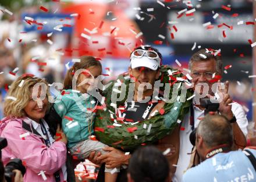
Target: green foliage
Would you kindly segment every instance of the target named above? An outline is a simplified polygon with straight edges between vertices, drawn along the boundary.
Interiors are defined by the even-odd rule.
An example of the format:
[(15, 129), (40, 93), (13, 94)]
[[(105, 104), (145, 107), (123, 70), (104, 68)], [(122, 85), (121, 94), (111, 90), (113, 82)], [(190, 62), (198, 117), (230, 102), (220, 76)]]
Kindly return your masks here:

_WHAT IS BEING ASKED_:
Convert the listing above into a numbered list with one line per item, skipping blank lines and leaving out the picture.

_SOLUTION TO THIS PROBLEM_:
1. Target: green foliage
2. Would you kindly segment every instance of the target named above? An outline is a simplified polygon with straight edges between vertices, drawn along the boundary.
3. Interiors are defined by the even-odd rule.
4. An example of the format:
5. [(15, 129), (40, 93), (13, 94)]
6. [[(105, 104), (145, 107), (123, 70), (104, 68)], [(122, 85), (121, 94), (111, 90), (113, 82)], [(190, 62), (198, 117), (230, 102), (220, 76)]]
7. Kindly return your masks here:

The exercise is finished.